» Aufgaben:
- 1) In welchem Jahr wurde der »Rabe Ralf« laut dem Lesetext gegründet?
- 2) Wiederhole aus dem Lesetext wortgetreu den Abschnitt von „Der Umweltjournalismus ist“ bis einschließlich „CDU[2] abgeschafft wurden.“.

» Lesetext:

--------------------------------------------------

»Es wird noch heißer! Der Berliner Klimagipfel droht, ohne ›Protokoll‹ ein Flop zu werden. Diplomaten reden, Umweltschützer handeln.« Heutzutage wäre ein Artikel, dessen Überschrift und Vorspann so lauten, nichts Besonderes, für einige Menschen sogar langweilig. Im September 1994 war das anders. Da erschien »Der Rabe Ralf«[1] (RR) mit dieser Titelgeschichte. Diese kann nun, wie alle anderen der Umweltzeitung, im Museum Pankow im Berliner Ortsteil Prenzlauer Berg nachgelesen werden. Das Zentrum der kleinen Ausstellung ist nämlich eine mehrere Meter lange, einer Garderobe nachempfundene Konstruktion, in der an Kleiderbügeln mit Klemmen alle Ausgaben hängen.
Der Umweltjournalismus ist wohl eine Sparte, in der besonders oft Artikel mit kleinen Aktualisierungen alle paar Jahre aufs Neue veröffentlicht werden könnten, da sich an den darin behandelten Problemen nicht viel geändert hat. So enthält die aktuelle RR-Ausgabe – es ist Nummer 245 – einen Text, der folgendermaßen überschrieben ist: »Der Verkehrsverrat. Warum die CDU ihr Versprechen, das Autofahren in Berlin zu erleichtern, nicht halten kann«. Darin steht der Halbsatz: »Es werden keine Busspuren mehr angeordnet.« Das passt zur RR-Ausgabe Nummer zwei von Anfang 1991, in der empört berichtet wird, dass die getrennten Bus-Fahrrad-Spuren auf dem Kurfürstendamm von der gerade wieder an die Macht gekommenen CDU[2] abgeschafft wurden.
20 000 Exemplare betrug die Auflage der ersten drei Ausgaben der damaligen Monatszeitung, seitdem waren es fast immer 10 000, wobei aber der Erscheinungsrhythmus schon vor vielen Jahren auf zweimonatlich umgestellt wurde. Der »Rabe Ralf« wurde 1990 im Zuge der Vereinigung der West- und Ostberliner Umweltbewegungen[3] gegründet. »Seine Wurzeln liegen in der kritischen Umweltbewegung der DDR«, heißt es im Werbetext der Ausstellung. Herausgegeben wird die Gratiszeitung vom Berliner Landesverband der Grünen Liga, einem Netzwerk ökologischer Bewegungen.

--------------------------------------------------

Auszug aus dem Datensatz
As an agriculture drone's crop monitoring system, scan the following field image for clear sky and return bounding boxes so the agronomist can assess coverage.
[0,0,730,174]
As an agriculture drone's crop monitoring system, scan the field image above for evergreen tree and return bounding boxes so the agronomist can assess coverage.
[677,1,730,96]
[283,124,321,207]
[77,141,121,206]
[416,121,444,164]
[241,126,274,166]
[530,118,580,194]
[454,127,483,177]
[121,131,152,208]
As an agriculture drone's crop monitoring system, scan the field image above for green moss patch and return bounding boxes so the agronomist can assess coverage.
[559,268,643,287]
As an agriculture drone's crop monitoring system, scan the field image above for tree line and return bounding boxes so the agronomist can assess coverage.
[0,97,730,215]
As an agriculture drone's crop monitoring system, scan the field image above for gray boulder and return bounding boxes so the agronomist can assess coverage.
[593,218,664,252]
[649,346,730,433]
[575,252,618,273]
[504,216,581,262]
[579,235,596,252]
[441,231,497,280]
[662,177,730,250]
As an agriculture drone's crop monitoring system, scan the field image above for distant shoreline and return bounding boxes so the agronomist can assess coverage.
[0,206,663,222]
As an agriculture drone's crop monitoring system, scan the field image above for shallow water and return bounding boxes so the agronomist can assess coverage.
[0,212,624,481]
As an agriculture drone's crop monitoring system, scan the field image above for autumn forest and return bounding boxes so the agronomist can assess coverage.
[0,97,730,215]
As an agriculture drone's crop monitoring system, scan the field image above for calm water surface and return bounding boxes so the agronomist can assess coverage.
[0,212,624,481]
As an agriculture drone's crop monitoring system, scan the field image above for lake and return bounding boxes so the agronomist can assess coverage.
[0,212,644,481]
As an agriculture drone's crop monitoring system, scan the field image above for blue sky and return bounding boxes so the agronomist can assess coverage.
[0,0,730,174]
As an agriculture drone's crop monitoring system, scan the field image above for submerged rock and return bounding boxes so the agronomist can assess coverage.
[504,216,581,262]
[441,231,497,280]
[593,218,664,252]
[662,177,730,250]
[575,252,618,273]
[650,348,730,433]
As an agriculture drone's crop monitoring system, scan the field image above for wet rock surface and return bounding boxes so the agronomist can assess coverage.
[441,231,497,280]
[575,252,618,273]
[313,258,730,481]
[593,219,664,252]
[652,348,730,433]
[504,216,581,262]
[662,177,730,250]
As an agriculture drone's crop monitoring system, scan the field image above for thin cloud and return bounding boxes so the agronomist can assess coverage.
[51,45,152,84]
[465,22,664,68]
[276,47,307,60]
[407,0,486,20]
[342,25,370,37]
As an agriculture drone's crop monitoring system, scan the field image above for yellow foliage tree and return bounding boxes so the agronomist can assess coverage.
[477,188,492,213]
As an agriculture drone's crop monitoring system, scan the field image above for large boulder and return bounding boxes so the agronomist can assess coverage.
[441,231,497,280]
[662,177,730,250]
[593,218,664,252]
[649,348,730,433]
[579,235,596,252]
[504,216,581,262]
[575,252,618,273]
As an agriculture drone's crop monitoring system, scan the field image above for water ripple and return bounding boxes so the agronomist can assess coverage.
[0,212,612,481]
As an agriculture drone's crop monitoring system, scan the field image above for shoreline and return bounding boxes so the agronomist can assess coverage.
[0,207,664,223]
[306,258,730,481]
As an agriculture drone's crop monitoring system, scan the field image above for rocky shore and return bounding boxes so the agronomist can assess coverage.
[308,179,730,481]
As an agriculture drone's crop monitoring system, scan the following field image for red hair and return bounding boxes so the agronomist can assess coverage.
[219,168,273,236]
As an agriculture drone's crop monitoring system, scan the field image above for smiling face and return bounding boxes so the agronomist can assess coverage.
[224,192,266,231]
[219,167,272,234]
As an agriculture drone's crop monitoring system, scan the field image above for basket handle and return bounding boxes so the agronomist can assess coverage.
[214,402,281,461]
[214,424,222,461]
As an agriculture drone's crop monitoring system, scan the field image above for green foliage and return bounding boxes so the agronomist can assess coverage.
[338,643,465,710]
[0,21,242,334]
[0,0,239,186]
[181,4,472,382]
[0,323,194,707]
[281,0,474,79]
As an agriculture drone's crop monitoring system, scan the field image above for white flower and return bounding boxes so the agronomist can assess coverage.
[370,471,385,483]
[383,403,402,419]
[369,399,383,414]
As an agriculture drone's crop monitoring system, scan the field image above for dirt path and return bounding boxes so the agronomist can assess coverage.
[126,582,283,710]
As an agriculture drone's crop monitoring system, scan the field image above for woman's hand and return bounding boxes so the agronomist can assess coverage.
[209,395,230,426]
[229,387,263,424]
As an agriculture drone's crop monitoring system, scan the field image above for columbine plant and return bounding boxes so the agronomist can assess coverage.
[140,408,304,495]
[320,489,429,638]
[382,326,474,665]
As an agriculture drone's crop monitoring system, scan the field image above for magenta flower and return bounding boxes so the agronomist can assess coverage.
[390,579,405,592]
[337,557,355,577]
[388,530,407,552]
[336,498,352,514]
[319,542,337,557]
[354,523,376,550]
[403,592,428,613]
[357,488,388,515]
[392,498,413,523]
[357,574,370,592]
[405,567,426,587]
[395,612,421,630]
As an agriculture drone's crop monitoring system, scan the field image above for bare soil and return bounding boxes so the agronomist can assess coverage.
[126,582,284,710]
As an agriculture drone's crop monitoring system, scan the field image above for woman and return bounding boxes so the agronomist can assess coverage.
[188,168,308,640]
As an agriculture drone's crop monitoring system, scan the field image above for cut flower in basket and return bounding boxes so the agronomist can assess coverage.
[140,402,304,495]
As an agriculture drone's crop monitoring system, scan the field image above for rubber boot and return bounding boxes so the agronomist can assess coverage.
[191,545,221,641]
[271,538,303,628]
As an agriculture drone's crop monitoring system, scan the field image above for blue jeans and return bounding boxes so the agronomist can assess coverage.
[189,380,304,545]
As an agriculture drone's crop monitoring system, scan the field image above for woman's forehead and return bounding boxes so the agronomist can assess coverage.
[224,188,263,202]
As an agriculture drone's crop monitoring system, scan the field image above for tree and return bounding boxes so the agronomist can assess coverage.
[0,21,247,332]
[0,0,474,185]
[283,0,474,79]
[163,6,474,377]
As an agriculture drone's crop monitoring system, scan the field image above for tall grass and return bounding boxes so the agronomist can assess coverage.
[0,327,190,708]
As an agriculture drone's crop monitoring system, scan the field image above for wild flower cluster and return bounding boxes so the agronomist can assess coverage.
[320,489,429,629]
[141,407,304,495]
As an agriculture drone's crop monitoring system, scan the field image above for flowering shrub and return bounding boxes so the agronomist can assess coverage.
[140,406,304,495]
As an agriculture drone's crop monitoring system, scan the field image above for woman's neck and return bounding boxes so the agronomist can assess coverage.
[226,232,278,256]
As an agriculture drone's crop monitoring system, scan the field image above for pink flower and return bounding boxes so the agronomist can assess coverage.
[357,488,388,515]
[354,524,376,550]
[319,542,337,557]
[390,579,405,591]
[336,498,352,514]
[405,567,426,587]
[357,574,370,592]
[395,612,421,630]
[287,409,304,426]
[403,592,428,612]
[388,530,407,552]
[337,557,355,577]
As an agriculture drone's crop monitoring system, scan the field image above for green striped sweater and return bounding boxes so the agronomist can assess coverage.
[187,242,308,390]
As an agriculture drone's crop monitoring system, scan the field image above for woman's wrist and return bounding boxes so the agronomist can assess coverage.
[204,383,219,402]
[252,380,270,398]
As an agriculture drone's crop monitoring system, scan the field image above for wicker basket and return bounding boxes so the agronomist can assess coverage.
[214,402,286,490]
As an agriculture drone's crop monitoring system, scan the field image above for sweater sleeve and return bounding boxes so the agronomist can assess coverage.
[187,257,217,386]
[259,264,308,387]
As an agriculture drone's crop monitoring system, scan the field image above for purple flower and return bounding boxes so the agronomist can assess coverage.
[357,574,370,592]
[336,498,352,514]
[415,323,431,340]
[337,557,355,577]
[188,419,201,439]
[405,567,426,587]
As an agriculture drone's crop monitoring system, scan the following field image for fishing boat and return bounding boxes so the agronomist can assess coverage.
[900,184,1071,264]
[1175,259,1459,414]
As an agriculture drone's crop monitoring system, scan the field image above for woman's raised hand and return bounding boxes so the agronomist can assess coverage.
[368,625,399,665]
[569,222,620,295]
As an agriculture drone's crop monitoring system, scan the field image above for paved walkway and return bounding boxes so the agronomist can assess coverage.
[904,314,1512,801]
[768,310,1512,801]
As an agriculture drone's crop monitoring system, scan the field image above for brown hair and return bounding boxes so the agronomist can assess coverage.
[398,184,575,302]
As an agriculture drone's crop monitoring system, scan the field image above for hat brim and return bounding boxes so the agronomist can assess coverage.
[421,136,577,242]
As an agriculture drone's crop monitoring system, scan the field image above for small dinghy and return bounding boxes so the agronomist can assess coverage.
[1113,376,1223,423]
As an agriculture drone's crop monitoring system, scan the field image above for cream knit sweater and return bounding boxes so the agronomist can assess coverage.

--------------------------------------------------

» Lösungen:
- 1) 1990

- 2)
Der Umweltjournalismus ist wohl eine Sparte, in der besonders oft Artikel mit kleinen Aktualisierungen alle paar Jahre aufs Neue veröffentlicht werden könnten, da sich an den darin behandelten Problemen nicht viel geändert hat. So enthält die aktuelle RR-Ausgabe – es ist Nummer 245 – einen Text, der folgendermaßen überschrieben ist: »Der Verkehrsverrat. Warum die CDU ihr Versprechen, das Autofahren in Berlin zu erleichtern, nicht halten kann«. Darin steht der Halbsatz: »Es werden keine Busspuren mehr angeordnet.« Das passt zur RR-Ausgabe Nummer zwei von Anfang 1991, in der empört berichtet wird, dass die getrennten Bus-Fahrrad-Spuren auf dem Kurfürstendamm von der gerade wieder an die Macht gekommenen CDU[2] abgeschafft wurden.